● What the exercise asks
In the passage on disaggregated prefill and decode:
1. What standard TP=1 TTFT is reported under 6 req/s load?
2. How long does 2048-token KV take to transfer over 100 Gbps RDMA?
3. By what percentage did TP=2 cut ITL for 8B on 2× H100?

● Source passage
---------------
Disaggregated P/D failed to launch on our same-node 2× H100 (see Hardware callout above). Answers below combine architectural analysis with the standalone-prefill numbers and the Standard TP=1 vs TP=2 measurements that we did capture.
The formula: Disagg saves time when \(\text{TTFT}_{\text{disagg}} < \text{TTFT}_{\text{standard}}\). Concretely, \(\text{TTFT}_{\text{disagg}} = \text{prefill\_time}_P + \text{kv\_transfer\_time}\); \(\text{TTFT}_{\text{standard}} = \text{prefill\_time} + \text{decode\_contention\_penalty}\). The crossover happens when the contention penalty exceeds the KV transfer cost.
Plugging in our numbers: From our tables: prefill on H100 for Llama-3.1-8B is ~120 ms flat up to 2048 tokens; standard TP=1 TTFT under 6 req/s load is 947.9 ms (so ~830 ms is decode contention); KV transfer for 2048 tokens over NVLink is < 0.25 ms. Disagg's hypothetical win = \(947.9 - 120 - 0.25 \approx 828\,\text{ms}\) per request at long inputs and high load. There is essentially no input length below which disagg loses on a single NVLink-connected node — KV transfer is always negligible.
The crossover only matters across nodes: Cross-node tells a different story: with 100 Gbps RDMA (~12 GB/s, 50× slower than NVLink), 2048-token KV takes ~11 ms, so the crossover lives at ~64-token inputs — essentially all real workloads.
What we measured for Standard TP=2: 8B on 2× H100: TP=2 cuts TTFT 28% (924 → 656 ms at 2 req/s) and ITL 29% (7.22 → 5.13 ms). TP wins on per-request latency by halving GEMM tile time, at the cost of unchanged aggregate per-GPU throughput.
When to prefer TP=2: Use TP=2 when: (a) absolute per-request latency matters; (b) you have only 2 GPUs; (c) traffic is uniform. Example: chat product with a 500 ms TTFT SLA, ~200-token prompts, ~500-token outputs.
---------------
● Information given

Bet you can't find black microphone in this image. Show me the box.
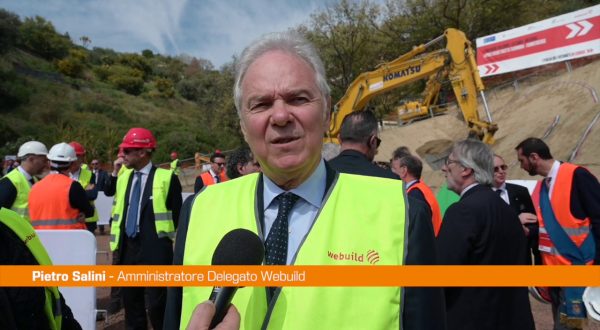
[208,228,265,329]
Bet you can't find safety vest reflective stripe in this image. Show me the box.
[29,174,85,229]
[180,174,407,329]
[154,211,173,221]
[79,169,98,222]
[110,167,175,251]
[5,169,31,220]
[11,207,29,217]
[31,219,79,227]
[532,163,593,265]
[0,208,62,330]
[540,226,590,236]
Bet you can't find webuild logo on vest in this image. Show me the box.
[327,250,379,265]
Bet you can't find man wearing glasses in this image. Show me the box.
[194,150,229,193]
[437,140,535,330]
[329,111,445,330]
[492,155,542,265]
[90,159,108,191]
[105,127,181,329]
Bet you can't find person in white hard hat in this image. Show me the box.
[0,141,48,219]
[29,142,94,229]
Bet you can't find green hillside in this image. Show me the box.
[0,0,597,162]
[0,10,242,162]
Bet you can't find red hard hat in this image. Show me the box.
[69,141,85,156]
[119,127,156,149]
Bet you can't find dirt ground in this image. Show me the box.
[91,61,600,330]
[90,233,580,330]
[375,61,600,189]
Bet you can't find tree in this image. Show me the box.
[57,48,87,78]
[79,36,92,48]
[0,8,21,54]
[19,16,73,60]
[299,0,380,100]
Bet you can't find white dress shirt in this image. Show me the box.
[263,159,326,265]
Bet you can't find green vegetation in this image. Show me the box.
[0,0,595,162]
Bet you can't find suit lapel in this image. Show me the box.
[255,162,338,232]
[140,166,156,214]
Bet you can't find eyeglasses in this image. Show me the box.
[123,148,141,155]
[494,164,508,172]
[444,157,460,167]
[373,135,381,148]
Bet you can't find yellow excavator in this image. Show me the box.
[396,70,448,125]
[324,28,498,144]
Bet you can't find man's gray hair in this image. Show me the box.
[233,31,330,117]
[452,139,494,185]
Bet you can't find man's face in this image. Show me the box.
[90,159,100,171]
[494,156,508,187]
[28,155,49,175]
[442,153,465,194]
[241,51,329,181]
[391,158,406,179]
[517,148,537,176]
[123,148,145,170]
[210,157,225,174]
[238,159,260,175]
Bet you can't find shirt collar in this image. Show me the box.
[136,162,152,175]
[460,182,479,197]
[406,180,419,189]
[546,160,560,181]
[493,182,506,191]
[17,165,33,181]
[263,159,326,210]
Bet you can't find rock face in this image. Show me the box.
[375,60,600,189]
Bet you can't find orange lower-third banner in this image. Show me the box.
[0,266,600,287]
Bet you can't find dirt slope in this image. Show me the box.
[375,61,600,188]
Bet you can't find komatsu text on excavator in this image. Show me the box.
[324,29,498,144]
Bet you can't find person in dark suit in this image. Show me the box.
[105,128,181,329]
[492,155,542,265]
[437,140,535,330]
[329,111,445,329]
[90,159,109,191]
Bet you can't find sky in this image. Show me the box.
[0,0,335,68]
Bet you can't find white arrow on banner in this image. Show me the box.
[565,20,594,39]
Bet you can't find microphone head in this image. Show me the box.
[212,228,265,266]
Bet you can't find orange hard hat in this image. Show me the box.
[119,127,156,149]
[69,141,85,156]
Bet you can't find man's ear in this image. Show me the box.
[240,119,248,143]
[324,96,331,127]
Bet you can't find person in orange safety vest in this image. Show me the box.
[194,150,229,193]
[391,155,442,236]
[29,143,94,229]
[515,138,600,329]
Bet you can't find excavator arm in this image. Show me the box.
[324,29,498,144]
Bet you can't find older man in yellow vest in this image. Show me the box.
[165,32,440,329]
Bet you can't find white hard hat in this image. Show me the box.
[582,287,600,324]
[48,142,77,165]
[17,141,48,158]
[529,286,552,304]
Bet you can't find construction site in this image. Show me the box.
[375,58,600,189]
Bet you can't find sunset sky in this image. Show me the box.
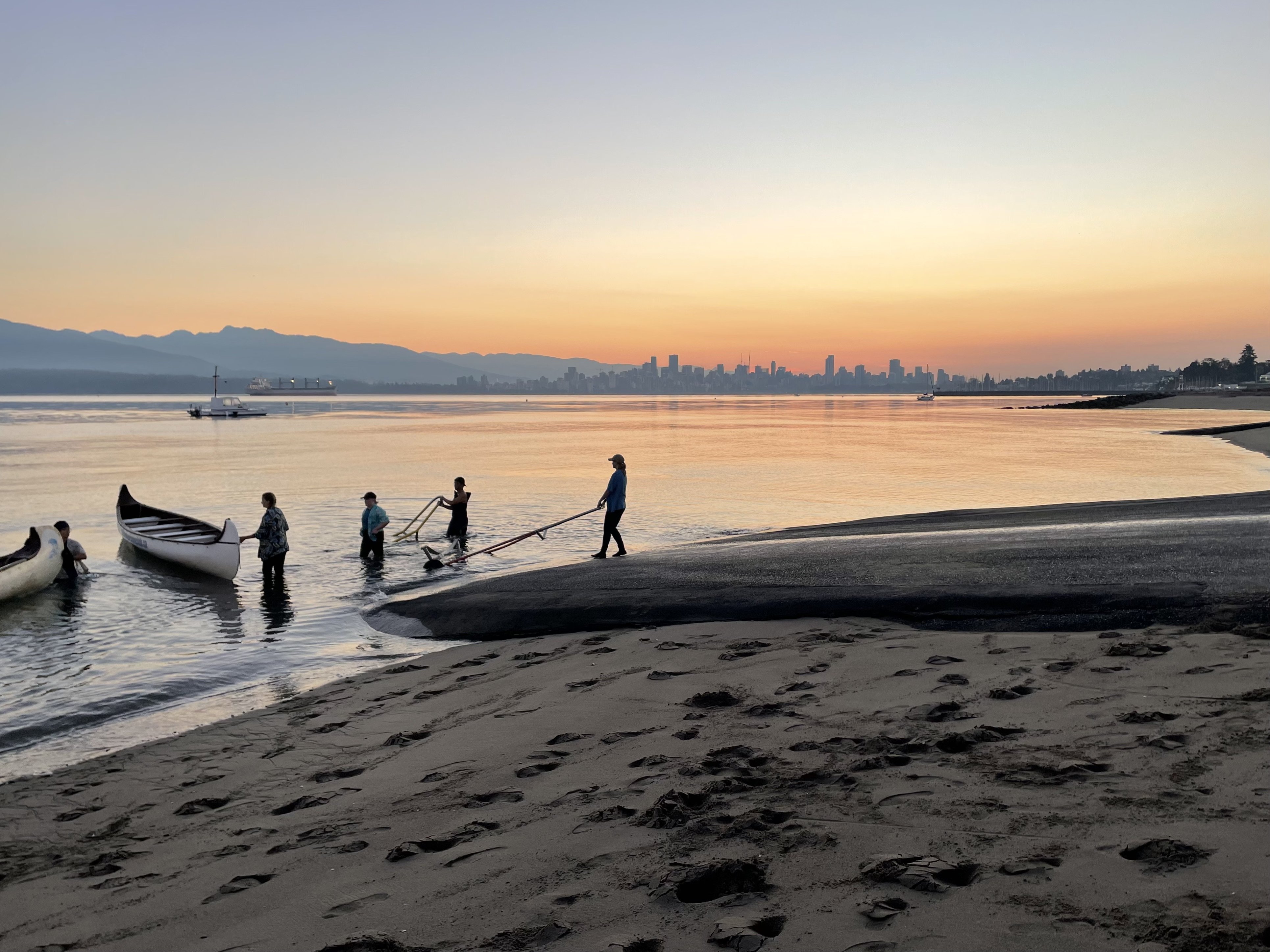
---------------
● Answer
1. 947.9 ms
2. About 11 ms
3. 29% (7.22 → 5.13 ms)